WHAT THE EXERCISE ASKS – Rewrite every line of the material below as a numbered list, leaving out any blank lines.

-*-

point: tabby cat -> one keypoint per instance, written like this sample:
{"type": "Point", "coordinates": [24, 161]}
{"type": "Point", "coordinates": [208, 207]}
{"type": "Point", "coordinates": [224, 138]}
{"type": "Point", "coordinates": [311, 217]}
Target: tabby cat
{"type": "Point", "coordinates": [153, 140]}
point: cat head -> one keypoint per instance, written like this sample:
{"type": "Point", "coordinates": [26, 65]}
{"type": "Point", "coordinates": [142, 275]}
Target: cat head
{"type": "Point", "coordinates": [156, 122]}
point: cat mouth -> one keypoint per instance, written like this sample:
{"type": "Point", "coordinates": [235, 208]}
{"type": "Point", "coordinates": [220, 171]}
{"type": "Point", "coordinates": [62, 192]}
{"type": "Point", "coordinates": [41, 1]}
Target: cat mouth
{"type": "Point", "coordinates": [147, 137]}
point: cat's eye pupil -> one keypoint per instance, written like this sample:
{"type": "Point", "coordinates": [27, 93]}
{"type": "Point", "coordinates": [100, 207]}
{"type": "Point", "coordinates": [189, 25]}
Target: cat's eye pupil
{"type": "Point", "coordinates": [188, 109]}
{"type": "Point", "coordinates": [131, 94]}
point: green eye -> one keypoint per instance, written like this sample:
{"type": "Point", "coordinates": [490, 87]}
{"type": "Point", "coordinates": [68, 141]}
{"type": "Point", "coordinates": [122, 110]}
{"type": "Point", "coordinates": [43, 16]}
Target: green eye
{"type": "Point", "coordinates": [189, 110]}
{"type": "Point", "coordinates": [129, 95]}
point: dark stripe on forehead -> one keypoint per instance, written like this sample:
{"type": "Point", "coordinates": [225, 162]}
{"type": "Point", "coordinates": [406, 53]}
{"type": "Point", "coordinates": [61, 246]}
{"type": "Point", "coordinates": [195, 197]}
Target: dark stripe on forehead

-*-

ANSWER TO THIS PROBLEM –
1. point: tabby cat -> one keypoint per instance, written like this sample:
2. {"type": "Point", "coordinates": [24, 161]}
3. {"type": "Point", "coordinates": [208, 207]}
4. {"type": "Point", "coordinates": [224, 138]}
5. {"type": "Point", "coordinates": [311, 217]}
6. Target: tabby cat
7. {"type": "Point", "coordinates": [153, 140]}
8. point: cat head -> one keypoint per instance, written like this sample:
9. {"type": "Point", "coordinates": [26, 65]}
10. {"type": "Point", "coordinates": [142, 275]}
11. Target: cat head
12. {"type": "Point", "coordinates": [156, 122]}
13. point: cat mouth -> one keypoint per instance, written like this sample:
14. {"type": "Point", "coordinates": [235, 208]}
15. {"type": "Point", "coordinates": [220, 171]}
16. {"type": "Point", "coordinates": [62, 192]}
17. {"type": "Point", "coordinates": [41, 1]}
18. Target: cat mouth
19. {"type": "Point", "coordinates": [147, 137]}
20. point: cat's eye pupil -> one keypoint per instance, written like this sample:
21. {"type": "Point", "coordinates": [27, 93]}
22. {"type": "Point", "coordinates": [100, 207]}
23. {"type": "Point", "coordinates": [189, 25]}
24. Target: cat's eye pupil
25. {"type": "Point", "coordinates": [188, 109]}
26. {"type": "Point", "coordinates": [131, 94]}
27. point: green eye -> one keypoint per instance, written like this sample:
28. {"type": "Point", "coordinates": [490, 87]}
29. {"type": "Point", "coordinates": [68, 141]}
30. {"type": "Point", "coordinates": [122, 110]}
31. {"type": "Point", "coordinates": [43, 16]}
32. Target: green eye
33. {"type": "Point", "coordinates": [189, 110]}
34. {"type": "Point", "coordinates": [129, 95]}
35. point: dark stripe on forehead -> one keypoint per instance, written like this sample:
36. {"type": "Point", "coordinates": [225, 162]}
37. {"type": "Point", "coordinates": [406, 53]}
38. {"type": "Point", "coordinates": [61, 246]}
39. {"type": "Point", "coordinates": [195, 197]}
40. Target: dark stripe on forehead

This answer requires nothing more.